## Enunciado
Repita, palavra por palavra, o trecho do texto sobre Rondon e os índios que começa nas palavras com "Isso não se" e termina em "não-brancos do Brasil.".

Isso não se restringia ao anedótico, como as cerimônias diárias de hasteamento da bandeira com o Hino Nacional ao fundo, num gramofone (símbolo da modernidade presente), ao “embrulhar” bebês índios com o pavilhão nacional ou à exposição de slides com fotografias de símbolos pátrios em noites de feriados cívicos, práticas rondonistas de forte cunho positivista (pátria, ordem, família). O marechal foi criticado severamente por seu “respeito” aos índios. “Rondon e os positivistas desenvolveram sua teoria de que os indígenas não eram racialmente inferiores, mas viviam simplesmente num estágio anterior da evolução social (mas não racial)”, nota Diacon. Isso, numa época em que para muitos brasileiros eminentes o racismo científico explicava os “problemas” dos não-brancos do Brasil.

Inferior
“Enquanto Rondon estava no sertão implementando políticas que não atribuíam importância à raça, intelectuais urbanos como Sílvio Romero escreviam sobre a inferioridade racial dos indígenas”, lembra o pesquisador americano. Há, é claro, pontos polêmicos, como os levantados por Antonio Carlos de Souza Lima em seu livro Um grande cerco de paz, que problematiza a política de Rondon para os índios e o responsabiliza pelo etnocídio a que foram submetidos. Afinal, foram suas descobertas que levaram, em 1916, à oficialização no Código Civil do paternalismo estatal em relação aos índios. “Certamente, o objetivo de Rondon era a transformação dos indígenas em brasileiros, a ‘nacionalização’, como ele dizia. E, decerto, é justo ressaltar que o alvo final da assimilação era o desaparecimento dos índios. Mas também cabe reconhecer a natureza ambígua das idéias de Rondon”, observa Diacon.

## Dados fornecidos
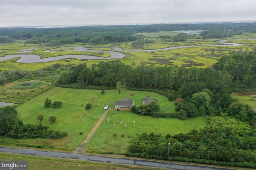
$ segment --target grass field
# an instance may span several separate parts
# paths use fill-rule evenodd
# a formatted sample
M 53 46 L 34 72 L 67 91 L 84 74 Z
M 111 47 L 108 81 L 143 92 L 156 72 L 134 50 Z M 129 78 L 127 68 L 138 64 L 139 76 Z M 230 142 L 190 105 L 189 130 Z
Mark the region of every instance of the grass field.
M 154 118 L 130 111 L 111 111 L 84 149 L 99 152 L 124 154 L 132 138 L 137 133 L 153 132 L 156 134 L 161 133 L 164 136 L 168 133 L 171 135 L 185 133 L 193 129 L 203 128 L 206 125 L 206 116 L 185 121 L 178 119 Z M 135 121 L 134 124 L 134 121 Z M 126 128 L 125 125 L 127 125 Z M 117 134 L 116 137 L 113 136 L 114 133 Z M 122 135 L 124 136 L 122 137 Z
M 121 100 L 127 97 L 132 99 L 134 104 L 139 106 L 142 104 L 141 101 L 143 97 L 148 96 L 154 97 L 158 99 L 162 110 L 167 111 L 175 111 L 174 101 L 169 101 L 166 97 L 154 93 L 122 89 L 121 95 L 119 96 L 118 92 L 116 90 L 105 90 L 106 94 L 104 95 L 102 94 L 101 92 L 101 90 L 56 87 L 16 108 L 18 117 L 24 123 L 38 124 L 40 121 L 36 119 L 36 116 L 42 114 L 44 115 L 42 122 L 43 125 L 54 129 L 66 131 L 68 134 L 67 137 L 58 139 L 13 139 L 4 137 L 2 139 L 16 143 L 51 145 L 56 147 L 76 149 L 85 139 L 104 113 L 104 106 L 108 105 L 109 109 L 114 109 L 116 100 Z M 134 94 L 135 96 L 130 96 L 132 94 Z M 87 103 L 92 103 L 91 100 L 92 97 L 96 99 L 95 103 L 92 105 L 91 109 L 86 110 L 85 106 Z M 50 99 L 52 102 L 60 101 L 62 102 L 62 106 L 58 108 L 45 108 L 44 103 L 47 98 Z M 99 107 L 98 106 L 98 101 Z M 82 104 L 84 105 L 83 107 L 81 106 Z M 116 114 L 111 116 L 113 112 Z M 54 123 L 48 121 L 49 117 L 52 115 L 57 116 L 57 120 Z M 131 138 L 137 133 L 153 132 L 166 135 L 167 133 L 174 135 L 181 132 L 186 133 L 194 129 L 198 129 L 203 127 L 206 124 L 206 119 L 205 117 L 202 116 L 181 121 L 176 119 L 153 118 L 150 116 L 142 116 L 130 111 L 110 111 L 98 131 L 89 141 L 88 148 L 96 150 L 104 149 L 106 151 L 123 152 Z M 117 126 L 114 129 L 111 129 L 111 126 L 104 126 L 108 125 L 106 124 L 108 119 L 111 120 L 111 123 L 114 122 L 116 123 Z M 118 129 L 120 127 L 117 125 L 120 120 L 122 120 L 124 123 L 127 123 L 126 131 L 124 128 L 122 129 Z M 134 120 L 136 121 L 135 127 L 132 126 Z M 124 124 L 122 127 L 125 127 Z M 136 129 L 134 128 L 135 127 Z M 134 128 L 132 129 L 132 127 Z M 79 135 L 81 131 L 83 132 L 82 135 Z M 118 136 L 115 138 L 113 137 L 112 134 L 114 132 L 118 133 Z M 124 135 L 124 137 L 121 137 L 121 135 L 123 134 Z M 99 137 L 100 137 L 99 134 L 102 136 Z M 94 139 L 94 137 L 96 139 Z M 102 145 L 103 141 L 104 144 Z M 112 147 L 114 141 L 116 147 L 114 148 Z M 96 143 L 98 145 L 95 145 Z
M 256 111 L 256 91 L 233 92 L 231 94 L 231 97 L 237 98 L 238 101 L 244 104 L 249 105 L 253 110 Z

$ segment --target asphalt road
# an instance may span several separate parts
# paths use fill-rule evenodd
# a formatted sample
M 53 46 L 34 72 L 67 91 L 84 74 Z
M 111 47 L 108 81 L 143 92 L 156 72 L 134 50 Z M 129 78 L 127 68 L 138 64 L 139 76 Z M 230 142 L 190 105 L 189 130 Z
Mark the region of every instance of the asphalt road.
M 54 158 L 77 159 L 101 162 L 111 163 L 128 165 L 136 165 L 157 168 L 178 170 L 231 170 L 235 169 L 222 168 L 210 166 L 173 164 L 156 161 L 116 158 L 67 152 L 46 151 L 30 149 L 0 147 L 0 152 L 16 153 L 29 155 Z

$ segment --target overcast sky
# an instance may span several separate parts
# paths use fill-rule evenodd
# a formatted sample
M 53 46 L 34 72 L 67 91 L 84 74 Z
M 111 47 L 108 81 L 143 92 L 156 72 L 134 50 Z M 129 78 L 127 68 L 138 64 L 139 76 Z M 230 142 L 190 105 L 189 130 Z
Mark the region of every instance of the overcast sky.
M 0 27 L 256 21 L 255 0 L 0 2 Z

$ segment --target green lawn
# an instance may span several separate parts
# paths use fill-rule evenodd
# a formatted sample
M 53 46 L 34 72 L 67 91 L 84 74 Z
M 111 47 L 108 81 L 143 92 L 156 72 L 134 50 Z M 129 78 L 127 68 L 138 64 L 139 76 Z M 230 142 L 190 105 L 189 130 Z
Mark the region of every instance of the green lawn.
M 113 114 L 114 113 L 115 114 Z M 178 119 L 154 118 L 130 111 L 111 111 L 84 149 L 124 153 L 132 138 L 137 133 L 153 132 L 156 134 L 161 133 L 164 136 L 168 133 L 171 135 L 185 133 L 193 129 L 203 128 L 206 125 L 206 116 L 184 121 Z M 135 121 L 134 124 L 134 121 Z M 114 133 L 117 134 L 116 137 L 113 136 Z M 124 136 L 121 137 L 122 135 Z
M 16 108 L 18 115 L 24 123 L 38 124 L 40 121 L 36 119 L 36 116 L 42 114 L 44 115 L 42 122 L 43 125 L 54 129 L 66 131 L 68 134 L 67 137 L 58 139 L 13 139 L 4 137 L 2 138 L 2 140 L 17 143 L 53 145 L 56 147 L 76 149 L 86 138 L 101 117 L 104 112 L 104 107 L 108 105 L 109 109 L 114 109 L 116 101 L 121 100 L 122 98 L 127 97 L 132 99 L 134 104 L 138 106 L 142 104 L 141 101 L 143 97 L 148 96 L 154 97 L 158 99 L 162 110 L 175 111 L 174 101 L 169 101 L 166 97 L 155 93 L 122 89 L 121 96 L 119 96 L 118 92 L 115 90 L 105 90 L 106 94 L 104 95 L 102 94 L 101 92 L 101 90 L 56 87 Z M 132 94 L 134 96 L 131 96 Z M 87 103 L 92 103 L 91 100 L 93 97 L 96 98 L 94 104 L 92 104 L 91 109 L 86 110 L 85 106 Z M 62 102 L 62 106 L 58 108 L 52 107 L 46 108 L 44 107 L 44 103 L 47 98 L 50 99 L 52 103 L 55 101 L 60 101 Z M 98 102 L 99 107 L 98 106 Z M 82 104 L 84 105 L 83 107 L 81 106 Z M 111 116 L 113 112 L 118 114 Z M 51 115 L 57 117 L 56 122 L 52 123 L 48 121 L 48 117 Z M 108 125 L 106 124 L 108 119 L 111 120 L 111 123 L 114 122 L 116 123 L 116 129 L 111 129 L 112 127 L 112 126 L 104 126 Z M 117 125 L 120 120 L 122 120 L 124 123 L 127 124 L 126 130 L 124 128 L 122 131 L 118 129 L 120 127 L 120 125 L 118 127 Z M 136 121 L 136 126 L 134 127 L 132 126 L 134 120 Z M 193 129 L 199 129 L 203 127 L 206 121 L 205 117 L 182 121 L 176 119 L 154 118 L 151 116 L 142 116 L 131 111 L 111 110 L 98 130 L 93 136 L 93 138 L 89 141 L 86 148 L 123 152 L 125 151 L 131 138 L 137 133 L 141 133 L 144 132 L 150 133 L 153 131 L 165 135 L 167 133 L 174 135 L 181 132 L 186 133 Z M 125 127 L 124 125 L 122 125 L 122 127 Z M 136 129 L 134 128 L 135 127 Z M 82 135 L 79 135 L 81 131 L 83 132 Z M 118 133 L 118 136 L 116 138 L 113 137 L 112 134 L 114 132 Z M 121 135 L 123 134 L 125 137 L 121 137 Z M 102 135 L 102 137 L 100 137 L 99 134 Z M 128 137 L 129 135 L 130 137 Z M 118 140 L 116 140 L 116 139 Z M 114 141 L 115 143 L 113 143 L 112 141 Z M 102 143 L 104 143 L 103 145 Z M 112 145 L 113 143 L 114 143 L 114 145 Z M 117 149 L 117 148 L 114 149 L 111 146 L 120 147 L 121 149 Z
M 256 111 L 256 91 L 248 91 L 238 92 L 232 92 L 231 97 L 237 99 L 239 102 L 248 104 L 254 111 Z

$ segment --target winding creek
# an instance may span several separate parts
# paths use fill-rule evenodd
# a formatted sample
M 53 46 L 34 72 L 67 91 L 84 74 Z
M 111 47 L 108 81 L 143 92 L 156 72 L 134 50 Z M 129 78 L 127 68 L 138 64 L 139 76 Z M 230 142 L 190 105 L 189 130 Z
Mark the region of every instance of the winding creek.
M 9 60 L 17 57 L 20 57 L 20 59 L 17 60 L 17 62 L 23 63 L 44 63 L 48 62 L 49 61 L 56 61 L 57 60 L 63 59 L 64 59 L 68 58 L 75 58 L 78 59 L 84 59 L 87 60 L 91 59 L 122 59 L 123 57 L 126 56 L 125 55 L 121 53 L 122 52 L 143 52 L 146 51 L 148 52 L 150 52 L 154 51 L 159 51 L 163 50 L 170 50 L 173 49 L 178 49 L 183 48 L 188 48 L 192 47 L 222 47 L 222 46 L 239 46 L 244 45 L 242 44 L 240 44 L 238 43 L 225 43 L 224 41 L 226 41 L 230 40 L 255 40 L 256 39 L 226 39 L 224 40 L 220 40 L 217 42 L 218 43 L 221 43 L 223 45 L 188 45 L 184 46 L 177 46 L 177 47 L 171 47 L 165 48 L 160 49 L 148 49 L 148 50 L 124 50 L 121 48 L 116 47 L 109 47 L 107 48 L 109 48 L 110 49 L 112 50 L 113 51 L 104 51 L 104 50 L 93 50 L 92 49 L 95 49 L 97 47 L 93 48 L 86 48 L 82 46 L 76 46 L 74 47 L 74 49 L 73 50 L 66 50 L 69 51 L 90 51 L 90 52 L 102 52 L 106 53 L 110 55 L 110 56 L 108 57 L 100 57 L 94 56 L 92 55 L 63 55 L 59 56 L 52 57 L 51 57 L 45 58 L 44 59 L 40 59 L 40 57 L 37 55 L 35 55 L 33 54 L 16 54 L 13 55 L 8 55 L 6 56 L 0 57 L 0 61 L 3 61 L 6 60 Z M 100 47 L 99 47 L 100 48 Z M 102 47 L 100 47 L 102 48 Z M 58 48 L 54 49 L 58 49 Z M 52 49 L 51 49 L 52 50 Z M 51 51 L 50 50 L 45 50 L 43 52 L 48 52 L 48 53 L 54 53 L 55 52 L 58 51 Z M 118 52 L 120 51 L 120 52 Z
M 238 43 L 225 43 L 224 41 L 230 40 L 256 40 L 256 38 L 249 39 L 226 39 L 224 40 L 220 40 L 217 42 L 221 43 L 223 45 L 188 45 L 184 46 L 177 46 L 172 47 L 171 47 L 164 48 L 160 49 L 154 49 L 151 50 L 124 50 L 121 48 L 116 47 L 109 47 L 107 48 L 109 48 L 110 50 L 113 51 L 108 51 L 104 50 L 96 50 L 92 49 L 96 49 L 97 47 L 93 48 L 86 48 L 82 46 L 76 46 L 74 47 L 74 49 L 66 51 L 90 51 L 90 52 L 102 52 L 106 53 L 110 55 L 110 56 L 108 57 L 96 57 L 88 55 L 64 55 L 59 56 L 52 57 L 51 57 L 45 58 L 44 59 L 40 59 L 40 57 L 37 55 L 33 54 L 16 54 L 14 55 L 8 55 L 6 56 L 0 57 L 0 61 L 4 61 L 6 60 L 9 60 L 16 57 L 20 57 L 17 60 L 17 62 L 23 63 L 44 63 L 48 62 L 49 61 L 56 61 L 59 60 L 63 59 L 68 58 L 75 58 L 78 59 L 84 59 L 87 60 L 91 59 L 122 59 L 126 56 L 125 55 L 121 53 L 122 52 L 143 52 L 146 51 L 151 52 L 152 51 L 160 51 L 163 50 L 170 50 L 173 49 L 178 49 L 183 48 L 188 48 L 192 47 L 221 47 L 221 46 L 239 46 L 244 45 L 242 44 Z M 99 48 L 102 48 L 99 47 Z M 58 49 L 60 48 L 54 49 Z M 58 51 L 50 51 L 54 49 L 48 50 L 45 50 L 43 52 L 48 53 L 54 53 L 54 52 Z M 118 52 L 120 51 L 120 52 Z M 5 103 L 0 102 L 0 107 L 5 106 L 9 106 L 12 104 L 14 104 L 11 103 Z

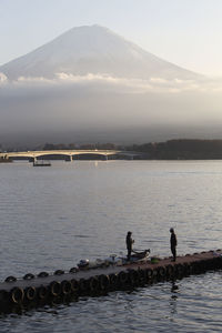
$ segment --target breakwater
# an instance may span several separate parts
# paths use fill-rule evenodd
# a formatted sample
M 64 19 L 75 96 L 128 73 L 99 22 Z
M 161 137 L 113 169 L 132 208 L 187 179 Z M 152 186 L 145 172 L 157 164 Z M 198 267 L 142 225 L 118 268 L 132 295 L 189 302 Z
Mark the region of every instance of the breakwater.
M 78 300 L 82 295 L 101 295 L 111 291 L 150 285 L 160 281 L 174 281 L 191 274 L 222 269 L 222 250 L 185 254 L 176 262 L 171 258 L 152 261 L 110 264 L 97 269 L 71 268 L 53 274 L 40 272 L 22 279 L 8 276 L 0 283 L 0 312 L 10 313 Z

## Resposta
Isso não se restringia ao anedótico, como as cerimônias diárias de hasteamento da bandeira com o Hino Nacional ao fundo, num gramofone (símbolo da modernidade presente), ao “embrulhar” bebês índios com o pavilhão nacional ou à exposição de slides com fotografias de símbolos pátrios em noites de feriados cívicos, práticas rondonistas de forte cunho positivista (pátria, ordem, família). O marechal foi criticado severamente por seu “respeito” aos índios. “Rondon e os positivistas desenvolveram sua teoria de que os indígenas não eram racialmente inferiores, mas viviam simplesmente num estágio anterior da evolução social (mas não racial)”, nota Diacon. Isso, numa época em que para muitos brasileiros eminentes o racismo científico explicava os “problemas” dos não-brancos do Brasil.